### Written problem
Return, character for character, the lines from the one bearing "Isolate white painted line in the frame." through the end of the material. Omit everything before that line.

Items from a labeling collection
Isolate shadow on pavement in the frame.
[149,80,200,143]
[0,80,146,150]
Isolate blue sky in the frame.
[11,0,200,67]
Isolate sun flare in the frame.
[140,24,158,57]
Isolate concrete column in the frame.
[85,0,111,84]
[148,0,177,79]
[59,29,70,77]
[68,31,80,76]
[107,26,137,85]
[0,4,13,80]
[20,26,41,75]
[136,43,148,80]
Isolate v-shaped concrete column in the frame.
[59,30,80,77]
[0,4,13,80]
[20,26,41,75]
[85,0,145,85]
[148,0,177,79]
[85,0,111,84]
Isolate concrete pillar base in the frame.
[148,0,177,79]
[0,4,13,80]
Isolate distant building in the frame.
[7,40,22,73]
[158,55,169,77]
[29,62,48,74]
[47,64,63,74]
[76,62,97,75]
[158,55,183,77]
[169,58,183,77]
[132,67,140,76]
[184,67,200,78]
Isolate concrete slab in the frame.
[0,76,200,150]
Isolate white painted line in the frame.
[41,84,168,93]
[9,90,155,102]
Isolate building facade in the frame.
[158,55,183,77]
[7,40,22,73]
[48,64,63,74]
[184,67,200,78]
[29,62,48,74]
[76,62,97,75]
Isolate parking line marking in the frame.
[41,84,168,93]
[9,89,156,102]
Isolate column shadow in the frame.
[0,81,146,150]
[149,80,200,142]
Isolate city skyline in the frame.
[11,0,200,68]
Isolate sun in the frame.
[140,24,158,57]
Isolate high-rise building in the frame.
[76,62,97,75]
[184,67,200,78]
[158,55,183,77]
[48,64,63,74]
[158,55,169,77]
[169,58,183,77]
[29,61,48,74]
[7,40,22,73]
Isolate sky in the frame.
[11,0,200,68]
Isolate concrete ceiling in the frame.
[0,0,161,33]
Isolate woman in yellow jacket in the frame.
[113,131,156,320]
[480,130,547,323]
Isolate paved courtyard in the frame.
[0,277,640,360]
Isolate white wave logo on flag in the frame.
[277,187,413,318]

### Output of the task
Isolate white painted line in the frame.
[41,84,168,93]
[9,90,155,102]
Isolate building facade in the frame.
[158,55,183,77]
[7,40,22,73]
[48,64,63,74]
[184,67,200,78]
[29,62,48,74]
[76,62,97,75]
Isolate parking line marking in the frame.
[41,84,168,93]
[9,89,156,102]
Isolate column shadow in the frame.
[0,81,146,150]
[149,80,200,142]
Isolate city skyline in the frame.
[11,0,200,68]
Isolate sun in the frame.
[140,24,158,57]
Isolate high-rise building in the frame.
[76,62,97,75]
[184,67,200,78]
[158,55,183,77]
[48,64,63,74]
[158,55,169,77]
[169,58,183,77]
[29,61,48,74]
[7,40,22,73]
Isolate sky in the frame.
[11,0,200,68]
Isolate concrete ceiling in the frame.
[0,0,161,33]
Isolate woman in yellow jacket in the frame.
[113,131,156,320]
[480,130,547,323]
Isolate paved courtyard in the frame.
[0,277,640,360]
Isolate white wave logo on flag in the frame.
[277,187,413,318]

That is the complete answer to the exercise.